START Records for the task

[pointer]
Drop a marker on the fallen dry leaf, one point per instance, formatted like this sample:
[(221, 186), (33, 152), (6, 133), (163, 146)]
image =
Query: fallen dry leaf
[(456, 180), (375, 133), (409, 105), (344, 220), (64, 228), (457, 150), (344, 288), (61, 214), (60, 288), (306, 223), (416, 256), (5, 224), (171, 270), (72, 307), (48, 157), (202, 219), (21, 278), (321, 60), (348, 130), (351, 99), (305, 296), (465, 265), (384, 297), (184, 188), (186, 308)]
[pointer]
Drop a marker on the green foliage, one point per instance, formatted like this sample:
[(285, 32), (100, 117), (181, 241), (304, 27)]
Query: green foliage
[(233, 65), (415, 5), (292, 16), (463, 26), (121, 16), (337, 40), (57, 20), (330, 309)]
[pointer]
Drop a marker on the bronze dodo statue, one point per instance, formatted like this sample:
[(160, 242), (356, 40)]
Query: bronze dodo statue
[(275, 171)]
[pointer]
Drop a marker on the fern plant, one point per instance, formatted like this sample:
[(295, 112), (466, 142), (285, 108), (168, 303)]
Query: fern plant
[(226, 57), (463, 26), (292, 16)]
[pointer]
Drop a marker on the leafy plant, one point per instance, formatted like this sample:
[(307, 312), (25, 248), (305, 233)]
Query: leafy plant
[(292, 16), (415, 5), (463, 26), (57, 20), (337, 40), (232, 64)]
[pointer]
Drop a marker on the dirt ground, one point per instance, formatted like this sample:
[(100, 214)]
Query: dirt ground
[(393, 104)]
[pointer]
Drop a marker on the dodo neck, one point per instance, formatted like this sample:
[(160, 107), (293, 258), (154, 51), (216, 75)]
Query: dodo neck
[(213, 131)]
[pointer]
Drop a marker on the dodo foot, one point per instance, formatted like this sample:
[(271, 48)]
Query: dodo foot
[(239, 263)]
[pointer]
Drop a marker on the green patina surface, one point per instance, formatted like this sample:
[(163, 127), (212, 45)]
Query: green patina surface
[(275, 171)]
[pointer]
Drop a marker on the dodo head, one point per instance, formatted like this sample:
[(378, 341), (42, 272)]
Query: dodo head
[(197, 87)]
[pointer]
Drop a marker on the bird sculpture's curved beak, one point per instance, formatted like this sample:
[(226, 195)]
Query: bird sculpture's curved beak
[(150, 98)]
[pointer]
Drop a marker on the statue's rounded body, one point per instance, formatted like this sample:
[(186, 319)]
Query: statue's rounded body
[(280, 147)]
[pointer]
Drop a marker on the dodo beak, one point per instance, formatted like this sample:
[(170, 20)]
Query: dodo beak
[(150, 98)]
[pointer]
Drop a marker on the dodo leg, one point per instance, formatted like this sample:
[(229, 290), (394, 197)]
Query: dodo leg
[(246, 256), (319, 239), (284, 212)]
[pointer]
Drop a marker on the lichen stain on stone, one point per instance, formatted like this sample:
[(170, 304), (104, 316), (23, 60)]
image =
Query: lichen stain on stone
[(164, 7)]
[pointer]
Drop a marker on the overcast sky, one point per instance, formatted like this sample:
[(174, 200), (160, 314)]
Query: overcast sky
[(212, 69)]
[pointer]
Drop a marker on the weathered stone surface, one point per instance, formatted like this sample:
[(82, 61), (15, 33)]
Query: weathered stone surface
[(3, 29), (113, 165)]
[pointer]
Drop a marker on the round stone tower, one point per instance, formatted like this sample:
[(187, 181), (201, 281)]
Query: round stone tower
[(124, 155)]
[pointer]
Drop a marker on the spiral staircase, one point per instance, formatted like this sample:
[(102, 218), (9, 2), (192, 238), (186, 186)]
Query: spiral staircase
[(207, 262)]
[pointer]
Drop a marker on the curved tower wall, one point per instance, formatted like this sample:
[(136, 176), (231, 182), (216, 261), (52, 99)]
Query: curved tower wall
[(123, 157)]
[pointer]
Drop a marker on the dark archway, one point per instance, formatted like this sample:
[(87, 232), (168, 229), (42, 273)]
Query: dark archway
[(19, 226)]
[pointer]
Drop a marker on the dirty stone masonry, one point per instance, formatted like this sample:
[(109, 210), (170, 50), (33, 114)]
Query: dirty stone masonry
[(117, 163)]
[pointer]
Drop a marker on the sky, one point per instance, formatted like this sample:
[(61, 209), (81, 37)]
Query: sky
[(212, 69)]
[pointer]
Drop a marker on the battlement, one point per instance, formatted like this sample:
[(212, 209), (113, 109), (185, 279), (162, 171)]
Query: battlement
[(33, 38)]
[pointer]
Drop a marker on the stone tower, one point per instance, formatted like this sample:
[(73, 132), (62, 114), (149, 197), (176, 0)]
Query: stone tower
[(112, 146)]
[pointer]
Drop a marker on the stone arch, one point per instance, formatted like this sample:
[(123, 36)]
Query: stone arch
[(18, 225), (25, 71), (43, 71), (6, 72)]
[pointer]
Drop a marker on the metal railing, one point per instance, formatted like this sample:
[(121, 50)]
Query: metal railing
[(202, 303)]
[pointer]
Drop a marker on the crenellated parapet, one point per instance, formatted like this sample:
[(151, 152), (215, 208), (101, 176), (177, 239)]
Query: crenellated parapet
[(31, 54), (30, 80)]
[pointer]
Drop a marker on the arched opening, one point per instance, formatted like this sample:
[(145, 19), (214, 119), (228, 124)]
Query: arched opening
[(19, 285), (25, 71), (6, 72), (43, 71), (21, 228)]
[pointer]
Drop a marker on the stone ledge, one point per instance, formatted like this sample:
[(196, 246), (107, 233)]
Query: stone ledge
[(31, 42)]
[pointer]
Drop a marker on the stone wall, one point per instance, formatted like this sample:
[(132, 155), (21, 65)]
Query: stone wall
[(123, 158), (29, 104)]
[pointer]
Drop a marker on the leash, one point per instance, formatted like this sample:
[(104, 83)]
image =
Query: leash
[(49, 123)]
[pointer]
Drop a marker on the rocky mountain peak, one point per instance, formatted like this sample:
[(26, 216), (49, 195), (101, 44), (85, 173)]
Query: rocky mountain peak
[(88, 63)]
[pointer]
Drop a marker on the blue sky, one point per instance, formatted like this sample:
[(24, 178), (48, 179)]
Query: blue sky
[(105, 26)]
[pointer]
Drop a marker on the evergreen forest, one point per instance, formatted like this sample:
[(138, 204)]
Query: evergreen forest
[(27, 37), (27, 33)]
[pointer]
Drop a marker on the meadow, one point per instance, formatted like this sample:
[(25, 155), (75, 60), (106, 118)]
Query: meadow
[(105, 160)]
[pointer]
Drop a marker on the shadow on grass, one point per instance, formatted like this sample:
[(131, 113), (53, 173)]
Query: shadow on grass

END Records for the task
START Records for the task

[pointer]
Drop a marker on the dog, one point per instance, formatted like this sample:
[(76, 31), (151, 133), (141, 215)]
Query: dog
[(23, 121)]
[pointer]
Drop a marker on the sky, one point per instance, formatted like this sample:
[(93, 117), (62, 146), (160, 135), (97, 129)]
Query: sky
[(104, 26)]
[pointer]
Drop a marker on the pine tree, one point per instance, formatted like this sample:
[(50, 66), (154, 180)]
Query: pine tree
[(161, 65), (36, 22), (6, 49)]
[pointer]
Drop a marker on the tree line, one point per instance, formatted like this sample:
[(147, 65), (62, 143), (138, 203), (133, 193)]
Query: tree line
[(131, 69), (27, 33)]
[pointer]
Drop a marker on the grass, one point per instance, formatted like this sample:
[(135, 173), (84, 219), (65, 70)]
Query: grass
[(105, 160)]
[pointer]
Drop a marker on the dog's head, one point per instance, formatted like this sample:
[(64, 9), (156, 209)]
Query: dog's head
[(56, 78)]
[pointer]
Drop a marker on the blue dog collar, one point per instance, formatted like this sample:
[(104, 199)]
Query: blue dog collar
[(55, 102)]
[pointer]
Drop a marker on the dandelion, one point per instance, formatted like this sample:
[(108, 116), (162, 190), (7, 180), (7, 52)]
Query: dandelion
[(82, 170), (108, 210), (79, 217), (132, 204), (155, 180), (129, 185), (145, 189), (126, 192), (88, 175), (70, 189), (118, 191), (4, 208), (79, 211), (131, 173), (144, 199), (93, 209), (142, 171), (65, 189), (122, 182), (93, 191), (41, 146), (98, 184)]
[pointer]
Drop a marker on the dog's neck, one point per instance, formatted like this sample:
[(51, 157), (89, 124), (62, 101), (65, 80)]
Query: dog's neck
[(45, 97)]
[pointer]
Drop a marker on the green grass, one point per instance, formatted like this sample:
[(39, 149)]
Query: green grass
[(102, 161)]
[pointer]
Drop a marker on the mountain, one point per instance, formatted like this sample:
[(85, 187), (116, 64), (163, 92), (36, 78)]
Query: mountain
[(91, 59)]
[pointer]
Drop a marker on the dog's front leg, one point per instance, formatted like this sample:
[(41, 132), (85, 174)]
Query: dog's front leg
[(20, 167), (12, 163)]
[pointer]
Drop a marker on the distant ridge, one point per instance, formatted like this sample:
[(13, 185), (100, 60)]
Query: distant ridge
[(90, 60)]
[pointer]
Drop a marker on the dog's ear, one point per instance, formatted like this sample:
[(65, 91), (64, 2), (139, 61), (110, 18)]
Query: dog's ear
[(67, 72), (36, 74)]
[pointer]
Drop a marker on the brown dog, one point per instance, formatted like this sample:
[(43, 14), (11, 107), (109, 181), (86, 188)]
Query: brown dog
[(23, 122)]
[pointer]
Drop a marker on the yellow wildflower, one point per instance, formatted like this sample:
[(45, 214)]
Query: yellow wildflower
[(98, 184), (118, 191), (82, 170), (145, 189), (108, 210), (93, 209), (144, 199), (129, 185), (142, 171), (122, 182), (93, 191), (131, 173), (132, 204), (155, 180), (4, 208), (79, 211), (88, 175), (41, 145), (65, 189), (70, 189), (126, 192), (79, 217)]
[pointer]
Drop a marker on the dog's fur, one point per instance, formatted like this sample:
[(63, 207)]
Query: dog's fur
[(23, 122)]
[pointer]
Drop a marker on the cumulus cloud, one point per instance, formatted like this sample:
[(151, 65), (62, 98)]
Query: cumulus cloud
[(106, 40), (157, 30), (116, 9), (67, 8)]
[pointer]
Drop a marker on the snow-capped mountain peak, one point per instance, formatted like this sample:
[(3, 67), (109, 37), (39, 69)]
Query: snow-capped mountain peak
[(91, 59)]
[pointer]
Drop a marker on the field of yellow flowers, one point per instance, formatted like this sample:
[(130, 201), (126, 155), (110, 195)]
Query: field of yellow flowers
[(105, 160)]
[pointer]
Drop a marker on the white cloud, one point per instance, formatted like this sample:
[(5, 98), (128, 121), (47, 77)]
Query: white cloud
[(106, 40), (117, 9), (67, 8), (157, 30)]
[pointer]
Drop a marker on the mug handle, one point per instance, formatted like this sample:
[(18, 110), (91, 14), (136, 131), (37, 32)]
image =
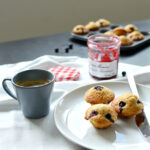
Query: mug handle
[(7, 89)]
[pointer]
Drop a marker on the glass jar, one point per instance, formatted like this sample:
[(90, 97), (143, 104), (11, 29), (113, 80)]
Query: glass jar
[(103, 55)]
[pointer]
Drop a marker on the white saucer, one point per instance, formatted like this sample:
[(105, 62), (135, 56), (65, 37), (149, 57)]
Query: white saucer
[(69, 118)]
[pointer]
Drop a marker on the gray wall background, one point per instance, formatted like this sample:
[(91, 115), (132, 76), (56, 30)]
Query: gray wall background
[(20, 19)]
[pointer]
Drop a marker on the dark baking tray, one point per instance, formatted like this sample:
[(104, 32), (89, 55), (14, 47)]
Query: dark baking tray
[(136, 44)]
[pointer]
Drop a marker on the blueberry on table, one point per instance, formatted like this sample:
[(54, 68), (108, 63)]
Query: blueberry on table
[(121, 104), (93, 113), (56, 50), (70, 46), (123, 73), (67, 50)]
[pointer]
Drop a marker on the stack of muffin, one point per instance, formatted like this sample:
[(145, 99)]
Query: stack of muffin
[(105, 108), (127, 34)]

END Records for the task
START Records for the task

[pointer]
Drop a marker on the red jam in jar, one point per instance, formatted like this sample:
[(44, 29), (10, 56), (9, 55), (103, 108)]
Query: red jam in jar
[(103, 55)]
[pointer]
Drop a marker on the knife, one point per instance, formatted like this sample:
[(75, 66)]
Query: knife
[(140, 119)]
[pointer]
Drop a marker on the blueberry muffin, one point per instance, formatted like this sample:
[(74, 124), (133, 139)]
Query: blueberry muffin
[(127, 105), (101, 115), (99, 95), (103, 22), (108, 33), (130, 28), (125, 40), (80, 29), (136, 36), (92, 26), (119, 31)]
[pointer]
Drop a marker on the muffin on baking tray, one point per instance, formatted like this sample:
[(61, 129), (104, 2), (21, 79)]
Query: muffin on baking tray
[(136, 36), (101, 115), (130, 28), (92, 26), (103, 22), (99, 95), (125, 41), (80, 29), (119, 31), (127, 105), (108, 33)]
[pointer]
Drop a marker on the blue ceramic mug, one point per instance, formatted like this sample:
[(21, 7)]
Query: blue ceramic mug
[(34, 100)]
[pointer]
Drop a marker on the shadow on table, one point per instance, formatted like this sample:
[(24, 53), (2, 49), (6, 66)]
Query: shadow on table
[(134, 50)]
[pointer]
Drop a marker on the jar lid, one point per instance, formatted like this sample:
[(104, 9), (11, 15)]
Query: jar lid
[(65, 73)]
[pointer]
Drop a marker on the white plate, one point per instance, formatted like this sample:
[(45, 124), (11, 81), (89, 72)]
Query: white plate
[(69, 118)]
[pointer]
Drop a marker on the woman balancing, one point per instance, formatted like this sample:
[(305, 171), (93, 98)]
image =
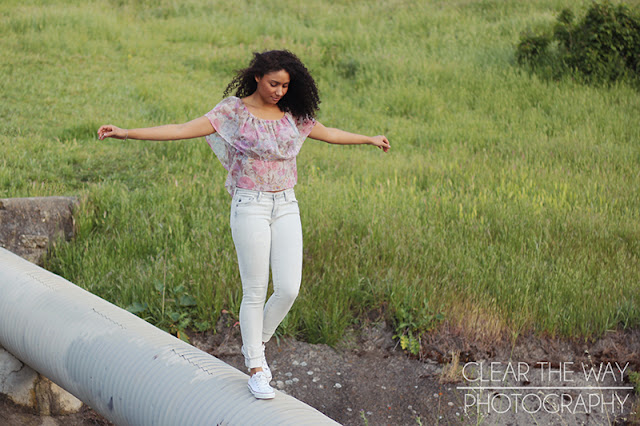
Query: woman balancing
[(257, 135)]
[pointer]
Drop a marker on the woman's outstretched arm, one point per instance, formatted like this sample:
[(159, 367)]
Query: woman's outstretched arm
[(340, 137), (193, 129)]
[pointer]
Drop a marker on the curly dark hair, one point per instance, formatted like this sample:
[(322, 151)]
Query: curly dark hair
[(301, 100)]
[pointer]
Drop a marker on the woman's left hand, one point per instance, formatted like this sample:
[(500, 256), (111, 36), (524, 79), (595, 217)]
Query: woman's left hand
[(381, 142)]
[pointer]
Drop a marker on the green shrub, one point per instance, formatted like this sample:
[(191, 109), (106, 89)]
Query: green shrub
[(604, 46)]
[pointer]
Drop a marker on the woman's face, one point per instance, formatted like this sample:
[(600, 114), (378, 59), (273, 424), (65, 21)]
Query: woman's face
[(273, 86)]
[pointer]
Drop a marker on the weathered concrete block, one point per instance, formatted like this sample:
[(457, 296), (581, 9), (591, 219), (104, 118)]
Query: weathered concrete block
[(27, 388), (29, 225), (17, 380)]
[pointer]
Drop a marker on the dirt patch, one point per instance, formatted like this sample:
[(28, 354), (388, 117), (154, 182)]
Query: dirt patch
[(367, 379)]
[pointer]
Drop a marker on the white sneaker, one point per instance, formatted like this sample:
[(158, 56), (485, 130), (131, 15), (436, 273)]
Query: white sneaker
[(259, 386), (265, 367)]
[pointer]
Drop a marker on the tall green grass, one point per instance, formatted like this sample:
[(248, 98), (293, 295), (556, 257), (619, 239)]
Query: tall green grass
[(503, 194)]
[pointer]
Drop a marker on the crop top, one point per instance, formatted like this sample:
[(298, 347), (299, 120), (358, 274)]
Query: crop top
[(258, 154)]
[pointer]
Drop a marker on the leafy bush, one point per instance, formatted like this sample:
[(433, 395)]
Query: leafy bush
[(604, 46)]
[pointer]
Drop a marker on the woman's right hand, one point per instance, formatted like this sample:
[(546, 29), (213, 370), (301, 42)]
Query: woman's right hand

END Records for the task

▸ **What to do**: Tally the lines in the rows above that contain the string "hair", with case counting, and give only the number.

▸ **Solution**: 2